→ **Exercise prompt**:
Look through the data below for the line with "Each instance of the adult", and transcribe it exactly together with each line after it up to and including the line with "Each instance of the bush". Give nothing else.

[Point localization data]
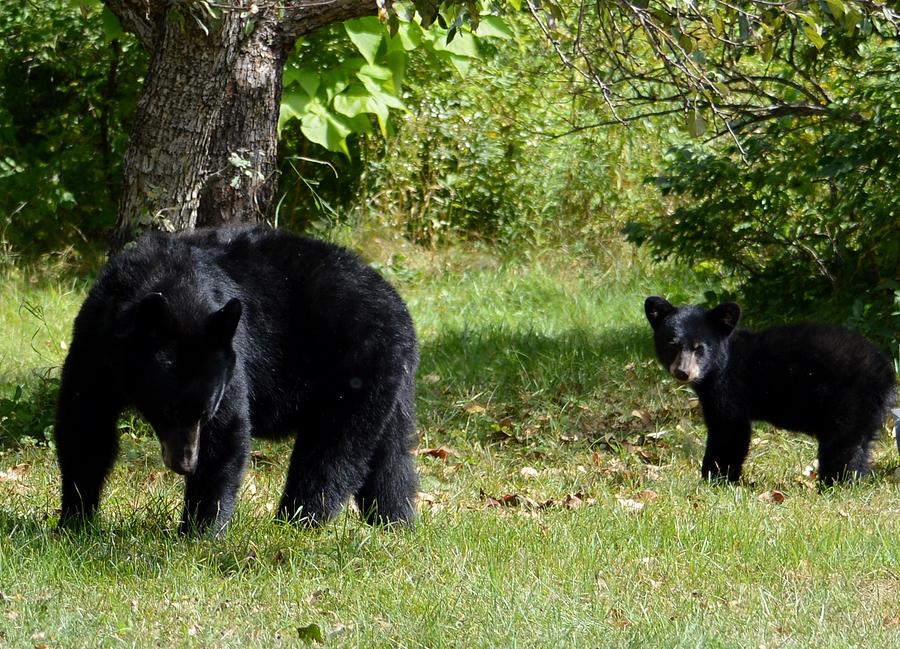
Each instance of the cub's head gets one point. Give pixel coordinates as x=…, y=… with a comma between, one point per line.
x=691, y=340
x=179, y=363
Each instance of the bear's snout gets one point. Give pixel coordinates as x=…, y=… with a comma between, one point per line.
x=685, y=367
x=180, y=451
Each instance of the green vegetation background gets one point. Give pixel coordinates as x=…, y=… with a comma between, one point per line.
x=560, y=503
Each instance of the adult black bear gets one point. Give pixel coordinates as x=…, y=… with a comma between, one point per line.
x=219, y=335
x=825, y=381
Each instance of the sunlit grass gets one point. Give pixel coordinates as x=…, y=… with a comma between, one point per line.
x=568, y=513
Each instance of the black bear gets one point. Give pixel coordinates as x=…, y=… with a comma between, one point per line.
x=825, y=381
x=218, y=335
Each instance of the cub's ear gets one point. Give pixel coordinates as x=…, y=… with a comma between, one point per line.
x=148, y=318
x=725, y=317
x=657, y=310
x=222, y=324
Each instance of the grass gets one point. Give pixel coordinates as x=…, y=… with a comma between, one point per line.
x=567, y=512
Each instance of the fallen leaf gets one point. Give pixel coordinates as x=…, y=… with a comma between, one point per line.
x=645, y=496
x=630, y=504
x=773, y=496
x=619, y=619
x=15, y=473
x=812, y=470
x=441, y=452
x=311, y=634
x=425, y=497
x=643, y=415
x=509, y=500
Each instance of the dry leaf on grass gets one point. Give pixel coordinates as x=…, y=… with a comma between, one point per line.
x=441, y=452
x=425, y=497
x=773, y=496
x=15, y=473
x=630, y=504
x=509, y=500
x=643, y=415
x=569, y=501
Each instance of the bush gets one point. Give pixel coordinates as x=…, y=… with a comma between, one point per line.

---

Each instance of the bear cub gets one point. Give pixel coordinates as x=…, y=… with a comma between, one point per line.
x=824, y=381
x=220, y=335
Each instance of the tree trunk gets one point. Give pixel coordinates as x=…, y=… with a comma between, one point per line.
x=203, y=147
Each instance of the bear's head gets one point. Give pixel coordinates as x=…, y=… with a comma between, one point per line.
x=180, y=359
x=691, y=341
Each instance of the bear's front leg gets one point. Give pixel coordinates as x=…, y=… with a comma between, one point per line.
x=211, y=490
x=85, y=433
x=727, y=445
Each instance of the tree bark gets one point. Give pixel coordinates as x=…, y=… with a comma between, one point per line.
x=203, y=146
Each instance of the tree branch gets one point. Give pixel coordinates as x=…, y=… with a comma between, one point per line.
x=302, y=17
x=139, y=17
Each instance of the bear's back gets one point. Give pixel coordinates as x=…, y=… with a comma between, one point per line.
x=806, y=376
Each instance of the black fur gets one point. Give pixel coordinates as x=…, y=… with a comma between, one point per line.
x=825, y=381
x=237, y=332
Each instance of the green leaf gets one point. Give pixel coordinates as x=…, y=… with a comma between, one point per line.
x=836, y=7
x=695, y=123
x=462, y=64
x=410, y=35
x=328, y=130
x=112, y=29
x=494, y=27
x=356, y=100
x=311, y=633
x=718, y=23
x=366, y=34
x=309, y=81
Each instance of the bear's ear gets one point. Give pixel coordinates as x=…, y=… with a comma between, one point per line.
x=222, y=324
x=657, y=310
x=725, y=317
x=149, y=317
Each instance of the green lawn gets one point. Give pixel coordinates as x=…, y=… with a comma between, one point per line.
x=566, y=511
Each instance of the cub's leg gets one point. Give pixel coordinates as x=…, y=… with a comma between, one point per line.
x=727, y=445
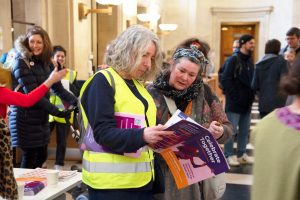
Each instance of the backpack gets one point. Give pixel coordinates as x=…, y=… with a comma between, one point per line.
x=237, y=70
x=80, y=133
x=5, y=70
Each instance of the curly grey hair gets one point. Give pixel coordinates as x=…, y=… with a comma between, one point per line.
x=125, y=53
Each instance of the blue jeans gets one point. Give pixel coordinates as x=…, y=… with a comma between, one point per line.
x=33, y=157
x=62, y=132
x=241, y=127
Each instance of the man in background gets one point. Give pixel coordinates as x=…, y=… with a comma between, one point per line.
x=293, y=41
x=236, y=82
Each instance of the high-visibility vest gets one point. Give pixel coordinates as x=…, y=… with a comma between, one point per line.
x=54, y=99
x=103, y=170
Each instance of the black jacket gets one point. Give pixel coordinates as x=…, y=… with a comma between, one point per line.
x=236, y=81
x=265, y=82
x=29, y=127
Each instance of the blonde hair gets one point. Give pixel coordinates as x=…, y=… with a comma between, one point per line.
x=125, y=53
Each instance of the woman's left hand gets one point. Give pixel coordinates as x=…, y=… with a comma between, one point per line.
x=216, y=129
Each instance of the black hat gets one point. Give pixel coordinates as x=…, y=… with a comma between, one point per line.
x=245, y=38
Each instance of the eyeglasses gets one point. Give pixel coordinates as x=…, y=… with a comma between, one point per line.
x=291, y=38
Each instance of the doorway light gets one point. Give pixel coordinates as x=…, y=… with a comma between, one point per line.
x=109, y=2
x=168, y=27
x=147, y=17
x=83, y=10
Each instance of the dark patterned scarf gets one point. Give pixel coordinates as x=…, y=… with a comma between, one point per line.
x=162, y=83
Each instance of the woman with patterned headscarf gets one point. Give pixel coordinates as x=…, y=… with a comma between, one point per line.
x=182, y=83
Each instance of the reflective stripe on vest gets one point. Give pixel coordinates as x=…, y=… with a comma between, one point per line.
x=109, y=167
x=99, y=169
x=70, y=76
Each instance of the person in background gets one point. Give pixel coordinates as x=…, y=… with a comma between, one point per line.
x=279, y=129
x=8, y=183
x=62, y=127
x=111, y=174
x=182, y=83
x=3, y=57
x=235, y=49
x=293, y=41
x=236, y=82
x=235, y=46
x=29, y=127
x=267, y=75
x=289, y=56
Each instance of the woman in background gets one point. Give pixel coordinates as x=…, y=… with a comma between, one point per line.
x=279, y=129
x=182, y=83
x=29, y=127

==

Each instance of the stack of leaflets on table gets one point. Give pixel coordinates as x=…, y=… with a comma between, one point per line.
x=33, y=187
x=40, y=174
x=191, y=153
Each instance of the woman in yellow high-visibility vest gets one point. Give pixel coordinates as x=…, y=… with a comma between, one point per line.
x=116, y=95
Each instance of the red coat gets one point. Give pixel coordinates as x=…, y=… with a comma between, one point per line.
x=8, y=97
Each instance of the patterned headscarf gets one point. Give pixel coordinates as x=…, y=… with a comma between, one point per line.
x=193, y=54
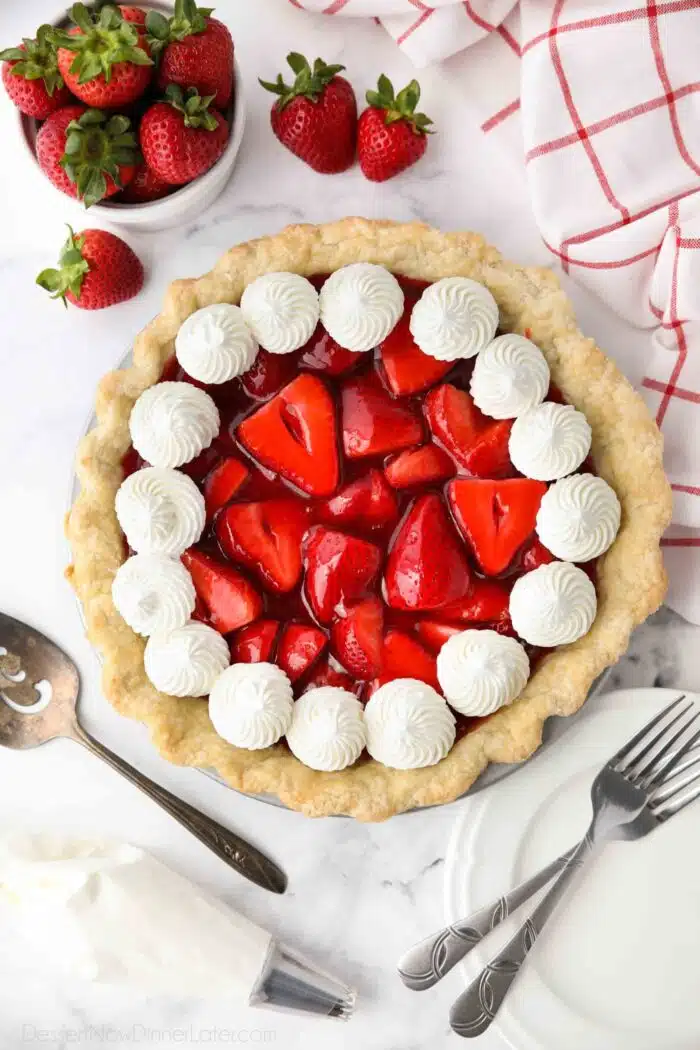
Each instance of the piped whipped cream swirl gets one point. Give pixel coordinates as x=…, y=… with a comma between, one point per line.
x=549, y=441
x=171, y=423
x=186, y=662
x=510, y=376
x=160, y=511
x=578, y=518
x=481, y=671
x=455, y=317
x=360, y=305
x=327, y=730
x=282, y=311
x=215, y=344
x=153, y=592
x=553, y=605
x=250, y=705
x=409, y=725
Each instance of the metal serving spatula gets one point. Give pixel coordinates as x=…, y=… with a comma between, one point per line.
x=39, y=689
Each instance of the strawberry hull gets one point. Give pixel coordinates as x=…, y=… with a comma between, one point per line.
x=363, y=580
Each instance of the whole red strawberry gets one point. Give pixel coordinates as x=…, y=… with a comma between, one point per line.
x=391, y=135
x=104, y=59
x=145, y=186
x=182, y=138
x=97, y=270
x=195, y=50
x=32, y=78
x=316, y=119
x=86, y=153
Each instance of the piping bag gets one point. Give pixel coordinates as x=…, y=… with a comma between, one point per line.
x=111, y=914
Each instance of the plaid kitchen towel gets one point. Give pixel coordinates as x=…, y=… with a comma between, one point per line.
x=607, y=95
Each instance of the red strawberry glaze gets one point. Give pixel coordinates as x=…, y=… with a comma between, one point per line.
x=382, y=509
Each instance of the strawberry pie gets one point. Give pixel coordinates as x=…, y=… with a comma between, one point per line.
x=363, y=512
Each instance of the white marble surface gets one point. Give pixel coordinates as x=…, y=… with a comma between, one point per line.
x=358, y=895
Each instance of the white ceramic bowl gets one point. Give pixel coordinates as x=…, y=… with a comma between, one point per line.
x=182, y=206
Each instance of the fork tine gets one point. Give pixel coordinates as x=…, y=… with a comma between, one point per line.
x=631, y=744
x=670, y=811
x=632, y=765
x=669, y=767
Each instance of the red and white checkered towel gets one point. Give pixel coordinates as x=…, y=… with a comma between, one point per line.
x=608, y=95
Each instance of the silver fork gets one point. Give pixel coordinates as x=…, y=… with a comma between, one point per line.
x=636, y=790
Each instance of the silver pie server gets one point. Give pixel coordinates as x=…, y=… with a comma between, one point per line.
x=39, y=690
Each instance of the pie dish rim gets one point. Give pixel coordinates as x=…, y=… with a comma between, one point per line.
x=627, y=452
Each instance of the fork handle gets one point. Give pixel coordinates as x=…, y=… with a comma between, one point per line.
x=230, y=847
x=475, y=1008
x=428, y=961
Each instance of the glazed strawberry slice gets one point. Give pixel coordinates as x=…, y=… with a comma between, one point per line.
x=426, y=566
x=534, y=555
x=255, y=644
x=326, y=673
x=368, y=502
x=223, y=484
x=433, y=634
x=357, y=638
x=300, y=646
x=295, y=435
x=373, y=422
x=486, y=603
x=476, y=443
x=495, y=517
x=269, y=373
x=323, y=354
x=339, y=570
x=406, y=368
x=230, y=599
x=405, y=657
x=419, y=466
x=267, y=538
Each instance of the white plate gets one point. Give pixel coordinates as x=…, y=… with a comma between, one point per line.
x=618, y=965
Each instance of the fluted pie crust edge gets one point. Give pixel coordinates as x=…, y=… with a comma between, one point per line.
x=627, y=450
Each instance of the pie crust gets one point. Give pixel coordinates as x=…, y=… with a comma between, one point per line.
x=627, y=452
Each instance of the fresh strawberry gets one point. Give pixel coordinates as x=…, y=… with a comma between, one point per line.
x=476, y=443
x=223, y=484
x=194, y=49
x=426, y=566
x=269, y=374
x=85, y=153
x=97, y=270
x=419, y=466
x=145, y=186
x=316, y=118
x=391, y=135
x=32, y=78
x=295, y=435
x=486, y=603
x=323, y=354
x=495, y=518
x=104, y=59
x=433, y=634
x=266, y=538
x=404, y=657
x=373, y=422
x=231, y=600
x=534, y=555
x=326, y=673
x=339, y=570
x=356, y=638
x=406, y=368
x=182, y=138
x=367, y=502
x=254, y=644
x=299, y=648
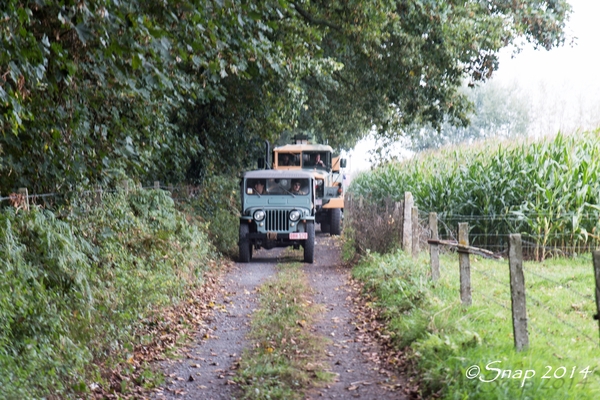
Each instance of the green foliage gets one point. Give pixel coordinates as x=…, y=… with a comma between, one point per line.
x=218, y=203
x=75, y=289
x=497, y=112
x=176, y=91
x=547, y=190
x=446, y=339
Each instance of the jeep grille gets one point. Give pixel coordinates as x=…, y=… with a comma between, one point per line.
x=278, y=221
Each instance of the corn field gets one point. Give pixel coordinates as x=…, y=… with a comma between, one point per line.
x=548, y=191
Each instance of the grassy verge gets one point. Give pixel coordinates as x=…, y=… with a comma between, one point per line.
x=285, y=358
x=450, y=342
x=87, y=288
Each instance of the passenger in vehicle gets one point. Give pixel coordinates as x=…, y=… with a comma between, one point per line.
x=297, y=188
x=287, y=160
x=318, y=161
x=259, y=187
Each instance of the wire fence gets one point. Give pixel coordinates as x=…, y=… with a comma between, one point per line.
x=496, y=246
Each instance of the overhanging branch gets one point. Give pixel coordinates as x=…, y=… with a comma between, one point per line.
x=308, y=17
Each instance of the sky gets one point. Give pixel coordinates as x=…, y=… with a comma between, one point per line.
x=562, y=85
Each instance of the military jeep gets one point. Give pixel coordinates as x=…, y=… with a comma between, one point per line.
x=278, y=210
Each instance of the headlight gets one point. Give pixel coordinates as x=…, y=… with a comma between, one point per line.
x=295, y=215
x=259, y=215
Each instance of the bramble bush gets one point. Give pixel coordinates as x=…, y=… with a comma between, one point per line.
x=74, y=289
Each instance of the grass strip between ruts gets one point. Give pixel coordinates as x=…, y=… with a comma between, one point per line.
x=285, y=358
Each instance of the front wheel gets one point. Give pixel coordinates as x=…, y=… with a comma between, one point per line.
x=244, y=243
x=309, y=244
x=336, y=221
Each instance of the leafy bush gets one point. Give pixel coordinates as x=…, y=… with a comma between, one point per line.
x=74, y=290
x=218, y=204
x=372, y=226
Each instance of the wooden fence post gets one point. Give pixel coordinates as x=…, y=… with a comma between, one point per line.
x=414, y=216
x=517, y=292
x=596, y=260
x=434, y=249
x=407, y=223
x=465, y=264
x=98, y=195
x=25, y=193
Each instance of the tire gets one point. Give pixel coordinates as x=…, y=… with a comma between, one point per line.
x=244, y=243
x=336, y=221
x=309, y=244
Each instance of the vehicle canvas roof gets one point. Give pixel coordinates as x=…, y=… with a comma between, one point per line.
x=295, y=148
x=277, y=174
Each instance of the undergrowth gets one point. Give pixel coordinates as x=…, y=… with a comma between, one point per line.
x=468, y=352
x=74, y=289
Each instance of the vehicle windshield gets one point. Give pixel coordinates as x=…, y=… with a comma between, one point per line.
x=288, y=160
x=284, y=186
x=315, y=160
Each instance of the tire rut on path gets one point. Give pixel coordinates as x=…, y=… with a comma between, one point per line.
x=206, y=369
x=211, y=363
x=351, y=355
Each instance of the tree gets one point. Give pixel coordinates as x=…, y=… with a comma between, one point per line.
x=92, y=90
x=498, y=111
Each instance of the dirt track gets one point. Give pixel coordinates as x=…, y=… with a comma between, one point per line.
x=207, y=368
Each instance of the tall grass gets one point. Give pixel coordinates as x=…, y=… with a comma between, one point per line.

→ **Output for this task**:
Each instance of the adult black bear gets one point. Give pixel coordinates as x=…, y=… with a comma between, one point per line.
x=219, y=335
x=825, y=381
Each instance of the sunlit grass gets one point. Give pixel coordinates as x=…, y=… with a comma between, one point per line.
x=568, y=513
Each instance of the black bear gets one point. Give pixel coordinates as x=…, y=… with a comma between, one point per line.
x=825, y=381
x=218, y=335
Each instance of the cub's ear gets one point. Give pixel coordinates as x=…, y=… with a comma between, one point per line.
x=148, y=318
x=725, y=317
x=657, y=310
x=222, y=324
Each instance of the grass gets one point. Give pixel coordinates as x=…, y=… with a comma between, one point per line.
x=567, y=512
Each instance of the fallen leaf gets one point. Give pixel coordinates as x=…, y=… with a comma between, one point per line.
x=645, y=496
x=630, y=504
x=773, y=496
x=619, y=619
x=15, y=473
x=812, y=470
x=441, y=452
x=311, y=634
x=425, y=497
x=643, y=415
x=509, y=500
Each instance of the dry leaf on grass gets one point. Give pixel coordinates as x=…, y=… with a comma between, one point per line.
x=441, y=452
x=425, y=497
x=773, y=496
x=15, y=473
x=630, y=504
x=509, y=500
x=643, y=415
x=569, y=501
Each instance of the bush gets one point. Give pixel coordinates as x=…, y=… with a comma between, one point per line.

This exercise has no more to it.